• **Written task**: Look below for the line containing "Target: dog's teeth". Output it and each remaining line of the entries exactly, and nothing else.

Data listing:
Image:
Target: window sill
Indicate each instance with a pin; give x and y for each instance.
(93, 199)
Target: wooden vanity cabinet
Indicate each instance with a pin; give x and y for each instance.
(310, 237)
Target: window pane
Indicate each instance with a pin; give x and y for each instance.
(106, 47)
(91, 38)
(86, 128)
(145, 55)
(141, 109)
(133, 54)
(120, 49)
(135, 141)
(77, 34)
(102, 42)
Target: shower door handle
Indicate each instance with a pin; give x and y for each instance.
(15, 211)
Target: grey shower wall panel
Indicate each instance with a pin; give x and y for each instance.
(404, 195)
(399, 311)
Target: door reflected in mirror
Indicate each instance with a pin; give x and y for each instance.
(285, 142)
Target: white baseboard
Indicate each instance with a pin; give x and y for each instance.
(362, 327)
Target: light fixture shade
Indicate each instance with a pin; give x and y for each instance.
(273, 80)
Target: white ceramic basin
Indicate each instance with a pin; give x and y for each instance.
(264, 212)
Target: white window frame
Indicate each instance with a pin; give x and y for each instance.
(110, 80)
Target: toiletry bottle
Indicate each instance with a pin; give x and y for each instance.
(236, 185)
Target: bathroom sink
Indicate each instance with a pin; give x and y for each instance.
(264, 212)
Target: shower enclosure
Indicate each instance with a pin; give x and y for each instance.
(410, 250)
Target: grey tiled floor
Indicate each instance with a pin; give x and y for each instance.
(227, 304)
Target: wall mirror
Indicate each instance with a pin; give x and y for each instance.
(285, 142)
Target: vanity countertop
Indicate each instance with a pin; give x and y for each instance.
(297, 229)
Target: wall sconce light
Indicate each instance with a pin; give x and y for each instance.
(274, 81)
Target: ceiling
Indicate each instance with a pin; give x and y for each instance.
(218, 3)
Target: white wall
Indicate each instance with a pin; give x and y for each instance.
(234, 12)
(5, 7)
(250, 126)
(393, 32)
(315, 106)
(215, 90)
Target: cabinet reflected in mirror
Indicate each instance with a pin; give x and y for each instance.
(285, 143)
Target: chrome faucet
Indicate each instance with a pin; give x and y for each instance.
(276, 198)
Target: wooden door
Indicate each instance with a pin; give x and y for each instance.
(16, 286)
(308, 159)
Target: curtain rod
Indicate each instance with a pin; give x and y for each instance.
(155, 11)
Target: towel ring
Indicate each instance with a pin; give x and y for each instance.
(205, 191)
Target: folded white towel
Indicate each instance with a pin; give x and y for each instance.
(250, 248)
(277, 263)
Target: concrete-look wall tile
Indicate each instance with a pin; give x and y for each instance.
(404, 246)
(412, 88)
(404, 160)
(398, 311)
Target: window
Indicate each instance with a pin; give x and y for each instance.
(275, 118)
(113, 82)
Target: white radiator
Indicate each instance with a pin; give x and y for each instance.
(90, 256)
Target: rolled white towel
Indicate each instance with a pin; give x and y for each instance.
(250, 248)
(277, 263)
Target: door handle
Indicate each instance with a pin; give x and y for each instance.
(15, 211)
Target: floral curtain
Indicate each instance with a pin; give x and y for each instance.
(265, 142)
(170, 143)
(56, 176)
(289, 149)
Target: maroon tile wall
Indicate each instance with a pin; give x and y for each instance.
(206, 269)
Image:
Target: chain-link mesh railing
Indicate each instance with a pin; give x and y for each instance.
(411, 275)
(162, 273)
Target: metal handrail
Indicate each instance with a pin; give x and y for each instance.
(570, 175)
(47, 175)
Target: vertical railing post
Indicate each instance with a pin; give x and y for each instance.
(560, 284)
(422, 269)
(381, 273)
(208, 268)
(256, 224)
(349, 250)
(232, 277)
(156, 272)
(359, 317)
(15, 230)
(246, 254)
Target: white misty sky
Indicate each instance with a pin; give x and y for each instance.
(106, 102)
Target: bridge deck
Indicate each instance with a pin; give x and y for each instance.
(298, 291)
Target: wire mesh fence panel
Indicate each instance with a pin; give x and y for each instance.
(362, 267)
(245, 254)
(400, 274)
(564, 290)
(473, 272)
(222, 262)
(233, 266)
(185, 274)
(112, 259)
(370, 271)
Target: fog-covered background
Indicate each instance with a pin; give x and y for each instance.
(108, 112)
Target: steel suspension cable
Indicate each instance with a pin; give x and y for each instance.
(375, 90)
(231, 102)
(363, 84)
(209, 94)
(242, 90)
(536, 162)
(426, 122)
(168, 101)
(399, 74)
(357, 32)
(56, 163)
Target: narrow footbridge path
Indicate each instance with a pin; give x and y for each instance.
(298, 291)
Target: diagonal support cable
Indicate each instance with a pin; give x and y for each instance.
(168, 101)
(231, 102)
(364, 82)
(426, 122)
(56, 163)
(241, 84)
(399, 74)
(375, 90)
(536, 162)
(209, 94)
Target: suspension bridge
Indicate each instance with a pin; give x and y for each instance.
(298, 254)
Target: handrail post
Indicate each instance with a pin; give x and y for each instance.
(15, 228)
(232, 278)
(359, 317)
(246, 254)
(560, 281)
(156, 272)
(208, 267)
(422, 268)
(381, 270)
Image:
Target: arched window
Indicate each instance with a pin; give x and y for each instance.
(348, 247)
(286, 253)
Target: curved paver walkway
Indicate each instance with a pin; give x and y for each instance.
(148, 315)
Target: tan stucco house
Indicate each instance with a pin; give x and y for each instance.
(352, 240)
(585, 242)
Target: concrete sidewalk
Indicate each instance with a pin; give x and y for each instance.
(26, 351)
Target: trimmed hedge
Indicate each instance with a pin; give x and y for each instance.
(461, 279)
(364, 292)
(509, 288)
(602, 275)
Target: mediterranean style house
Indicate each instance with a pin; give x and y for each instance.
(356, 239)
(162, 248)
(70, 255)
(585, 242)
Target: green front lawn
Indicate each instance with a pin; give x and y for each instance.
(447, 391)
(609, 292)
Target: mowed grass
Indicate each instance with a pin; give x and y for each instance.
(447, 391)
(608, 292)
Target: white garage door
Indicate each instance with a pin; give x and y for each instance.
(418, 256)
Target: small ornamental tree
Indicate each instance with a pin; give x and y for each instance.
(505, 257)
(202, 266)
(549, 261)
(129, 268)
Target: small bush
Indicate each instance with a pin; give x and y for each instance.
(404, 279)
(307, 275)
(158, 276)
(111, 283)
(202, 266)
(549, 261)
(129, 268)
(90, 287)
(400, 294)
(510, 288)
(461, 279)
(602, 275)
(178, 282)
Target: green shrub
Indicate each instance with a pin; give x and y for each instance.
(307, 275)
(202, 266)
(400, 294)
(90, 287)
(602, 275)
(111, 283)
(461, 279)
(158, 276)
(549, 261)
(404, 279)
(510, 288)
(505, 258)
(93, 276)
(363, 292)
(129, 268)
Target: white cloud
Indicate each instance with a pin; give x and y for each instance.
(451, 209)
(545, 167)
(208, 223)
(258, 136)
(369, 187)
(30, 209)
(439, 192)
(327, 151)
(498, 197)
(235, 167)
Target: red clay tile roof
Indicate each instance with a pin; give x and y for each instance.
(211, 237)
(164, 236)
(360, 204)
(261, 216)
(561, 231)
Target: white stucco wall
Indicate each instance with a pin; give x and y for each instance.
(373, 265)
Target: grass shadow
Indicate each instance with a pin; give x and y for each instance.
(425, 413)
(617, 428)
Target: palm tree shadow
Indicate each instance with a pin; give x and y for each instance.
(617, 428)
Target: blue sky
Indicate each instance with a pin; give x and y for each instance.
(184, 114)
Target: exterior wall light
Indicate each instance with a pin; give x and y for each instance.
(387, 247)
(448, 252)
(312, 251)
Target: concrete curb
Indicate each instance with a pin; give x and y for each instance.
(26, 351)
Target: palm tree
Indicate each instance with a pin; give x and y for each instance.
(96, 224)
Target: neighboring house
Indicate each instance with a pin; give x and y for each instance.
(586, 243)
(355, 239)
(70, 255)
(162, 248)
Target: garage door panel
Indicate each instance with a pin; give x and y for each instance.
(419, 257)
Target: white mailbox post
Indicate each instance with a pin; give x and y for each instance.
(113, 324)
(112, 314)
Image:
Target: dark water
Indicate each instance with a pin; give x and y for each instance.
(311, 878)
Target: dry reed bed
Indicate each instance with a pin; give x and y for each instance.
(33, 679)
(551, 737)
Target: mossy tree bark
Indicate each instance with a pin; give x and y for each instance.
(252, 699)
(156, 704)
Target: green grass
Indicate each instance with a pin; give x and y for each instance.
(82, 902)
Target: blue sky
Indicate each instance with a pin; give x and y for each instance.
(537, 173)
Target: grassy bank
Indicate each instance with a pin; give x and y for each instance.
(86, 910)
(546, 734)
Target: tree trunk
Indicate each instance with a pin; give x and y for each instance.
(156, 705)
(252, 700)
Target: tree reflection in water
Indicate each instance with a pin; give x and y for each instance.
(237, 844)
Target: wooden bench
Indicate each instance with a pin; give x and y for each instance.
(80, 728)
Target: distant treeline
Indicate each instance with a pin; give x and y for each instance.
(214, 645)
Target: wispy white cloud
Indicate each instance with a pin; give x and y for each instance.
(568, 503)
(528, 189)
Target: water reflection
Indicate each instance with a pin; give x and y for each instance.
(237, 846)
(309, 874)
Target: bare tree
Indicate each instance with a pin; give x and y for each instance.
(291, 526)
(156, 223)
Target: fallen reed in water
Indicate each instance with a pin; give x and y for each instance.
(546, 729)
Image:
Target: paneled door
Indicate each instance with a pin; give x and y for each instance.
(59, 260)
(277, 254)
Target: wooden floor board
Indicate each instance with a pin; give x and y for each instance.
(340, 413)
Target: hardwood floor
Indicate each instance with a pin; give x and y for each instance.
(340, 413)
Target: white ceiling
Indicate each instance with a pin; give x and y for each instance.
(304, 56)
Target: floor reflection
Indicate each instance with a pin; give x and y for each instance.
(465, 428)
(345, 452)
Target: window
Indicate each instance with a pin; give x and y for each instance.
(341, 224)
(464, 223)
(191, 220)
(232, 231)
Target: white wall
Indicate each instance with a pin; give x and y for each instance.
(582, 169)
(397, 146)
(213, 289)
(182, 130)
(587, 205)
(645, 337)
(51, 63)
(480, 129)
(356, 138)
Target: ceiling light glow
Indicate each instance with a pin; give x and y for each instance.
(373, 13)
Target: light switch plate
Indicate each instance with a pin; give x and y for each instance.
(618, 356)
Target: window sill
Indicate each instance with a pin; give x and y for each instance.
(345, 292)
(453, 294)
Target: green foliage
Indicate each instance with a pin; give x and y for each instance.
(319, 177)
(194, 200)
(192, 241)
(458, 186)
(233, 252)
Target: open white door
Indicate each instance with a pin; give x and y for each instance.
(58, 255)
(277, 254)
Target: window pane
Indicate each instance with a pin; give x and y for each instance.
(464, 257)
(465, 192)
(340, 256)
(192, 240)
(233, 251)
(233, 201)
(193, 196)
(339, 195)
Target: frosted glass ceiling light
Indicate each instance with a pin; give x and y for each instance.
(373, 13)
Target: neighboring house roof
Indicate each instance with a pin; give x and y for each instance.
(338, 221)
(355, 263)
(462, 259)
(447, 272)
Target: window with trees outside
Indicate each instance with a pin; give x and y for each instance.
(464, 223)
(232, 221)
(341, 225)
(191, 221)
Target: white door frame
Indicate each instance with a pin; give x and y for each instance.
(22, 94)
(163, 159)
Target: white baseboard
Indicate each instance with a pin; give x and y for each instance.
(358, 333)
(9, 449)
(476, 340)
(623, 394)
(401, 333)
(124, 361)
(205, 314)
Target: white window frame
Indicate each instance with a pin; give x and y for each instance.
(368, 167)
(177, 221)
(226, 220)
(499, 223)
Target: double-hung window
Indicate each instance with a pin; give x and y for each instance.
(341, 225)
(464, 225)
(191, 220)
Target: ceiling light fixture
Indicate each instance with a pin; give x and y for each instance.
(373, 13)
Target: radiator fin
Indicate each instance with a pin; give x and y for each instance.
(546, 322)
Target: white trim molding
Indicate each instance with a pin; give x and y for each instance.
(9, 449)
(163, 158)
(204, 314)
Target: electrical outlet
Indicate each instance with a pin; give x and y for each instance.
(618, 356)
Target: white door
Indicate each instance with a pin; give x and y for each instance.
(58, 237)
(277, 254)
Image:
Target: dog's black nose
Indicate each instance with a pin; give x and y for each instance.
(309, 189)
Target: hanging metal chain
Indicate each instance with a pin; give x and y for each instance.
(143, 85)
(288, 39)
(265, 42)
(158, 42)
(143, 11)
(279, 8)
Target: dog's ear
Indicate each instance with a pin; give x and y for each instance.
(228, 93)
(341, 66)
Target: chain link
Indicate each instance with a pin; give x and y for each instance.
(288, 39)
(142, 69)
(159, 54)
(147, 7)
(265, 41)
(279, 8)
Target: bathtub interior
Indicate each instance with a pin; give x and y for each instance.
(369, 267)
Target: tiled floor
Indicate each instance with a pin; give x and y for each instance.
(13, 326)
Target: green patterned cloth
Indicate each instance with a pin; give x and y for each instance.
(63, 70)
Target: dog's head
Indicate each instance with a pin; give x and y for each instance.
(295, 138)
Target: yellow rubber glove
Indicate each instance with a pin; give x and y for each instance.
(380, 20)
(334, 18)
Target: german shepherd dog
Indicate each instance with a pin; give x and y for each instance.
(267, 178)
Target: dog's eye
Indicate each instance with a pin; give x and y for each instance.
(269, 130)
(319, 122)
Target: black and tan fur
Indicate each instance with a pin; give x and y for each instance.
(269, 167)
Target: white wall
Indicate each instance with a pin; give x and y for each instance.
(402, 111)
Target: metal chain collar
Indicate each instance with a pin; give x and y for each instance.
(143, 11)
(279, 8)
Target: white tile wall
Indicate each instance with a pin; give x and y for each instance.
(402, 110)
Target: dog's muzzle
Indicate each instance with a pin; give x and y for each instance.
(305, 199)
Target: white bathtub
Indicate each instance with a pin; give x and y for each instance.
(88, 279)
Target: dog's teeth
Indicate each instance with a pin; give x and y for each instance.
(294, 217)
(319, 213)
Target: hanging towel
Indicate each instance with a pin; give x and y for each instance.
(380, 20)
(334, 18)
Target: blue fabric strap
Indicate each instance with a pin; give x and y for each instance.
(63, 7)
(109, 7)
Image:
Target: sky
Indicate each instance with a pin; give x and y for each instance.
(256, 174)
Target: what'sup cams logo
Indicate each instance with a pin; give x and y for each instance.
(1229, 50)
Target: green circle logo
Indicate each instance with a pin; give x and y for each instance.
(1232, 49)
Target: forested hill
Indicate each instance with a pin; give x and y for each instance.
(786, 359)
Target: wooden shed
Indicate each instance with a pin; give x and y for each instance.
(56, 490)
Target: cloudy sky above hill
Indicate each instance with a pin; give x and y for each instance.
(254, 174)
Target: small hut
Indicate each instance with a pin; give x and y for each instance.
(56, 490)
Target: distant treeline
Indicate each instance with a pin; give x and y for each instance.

• **Answer**:
Target: dog's teeth
Indicate each instance with a pin; give x and y for each instance.
(294, 217)
(319, 213)
Target: hanging towel
Indicate each instance with a pin; give x and y for each instance.
(380, 20)
(334, 18)
Target: blue fabric strap
Indicate each instance with a pin; give x and y for each instance.
(63, 7)
(109, 7)
Image:
Target: sky
Indicate each instance with a pin; give x and y for each instance.
(256, 174)
Target: what'sup cams logo
Indicate each instance with a pin; give x and y for each instance.
(1229, 50)
Target: green circle logo
Indicate each instance with a pin; give x and y for each instance.
(1232, 49)
Target: forested hill
Indicate each instance with a pin; give x and y for each instance.
(786, 359)
Target: wooden shed
Indicate each instance with a pin; give x and y for each instance.
(56, 490)
Target: cloudy sky above hill
Indicate each instance with a pin; give x and y for each instance.
(254, 174)
Target: small hut
Indicate each instance with a pin; give x and y for each instance.
(56, 490)
Target: distant treeline
Indicate each instance with a pin; give x and y for each instance.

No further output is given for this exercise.